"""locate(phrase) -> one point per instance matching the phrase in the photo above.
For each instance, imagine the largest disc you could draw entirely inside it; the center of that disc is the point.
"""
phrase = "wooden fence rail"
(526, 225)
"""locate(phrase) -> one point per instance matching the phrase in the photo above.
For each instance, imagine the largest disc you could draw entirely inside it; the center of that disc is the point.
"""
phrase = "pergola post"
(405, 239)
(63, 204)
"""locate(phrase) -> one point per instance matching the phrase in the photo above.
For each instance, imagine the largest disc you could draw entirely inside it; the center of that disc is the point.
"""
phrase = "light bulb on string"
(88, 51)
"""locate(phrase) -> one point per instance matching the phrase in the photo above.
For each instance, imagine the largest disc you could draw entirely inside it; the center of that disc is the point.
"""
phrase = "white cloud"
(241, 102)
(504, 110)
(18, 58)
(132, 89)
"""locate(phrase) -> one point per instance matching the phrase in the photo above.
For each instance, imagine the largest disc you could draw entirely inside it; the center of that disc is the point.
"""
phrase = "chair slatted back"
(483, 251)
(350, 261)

*THE EXERCISE*:
Can you output all of the lines above verbatim, from the first to the last, without changing a single character?

*EXPECTED ANSWER*:
"""locate(phrase) -> one point per instance matching the phrase in the photo above.
For each instance, imagine the largest disc you could draw entirely inside it; the center of that disc is the point.
"""
phrase = "wooden fence rail"
(526, 225)
"""locate(phrase) -> one point per instance matching the phrase in the photo above.
For each instance, imagine the largest disc you could draw entirely inside it; the center of that disc is the point.
"""
phrase = "pergola post"
(405, 239)
(63, 204)
"""locate(phrase) -> one point per instance matching the phrase in the photo above.
For each instance, imagine the largest disc you could draw entirely inside it; the center of that disc is the point.
"""
phrase = "light bulb on string"
(88, 51)
"""locate(phrase) -> one point per instance matching the phrase in the photo above.
For each instance, imagine the largest disc you could draw entirely inside it; the center of that disc is the point.
"""
phrase = "white cloud"
(241, 102)
(504, 110)
(18, 58)
(132, 89)
"""locate(phrase) -> one point per instance matching the phrase in the photo above.
For each instance, imagine the largest disc you could draw entirely inside it; the center of that disc is the point.
"""
phrase = "chair slatted back"
(483, 251)
(350, 261)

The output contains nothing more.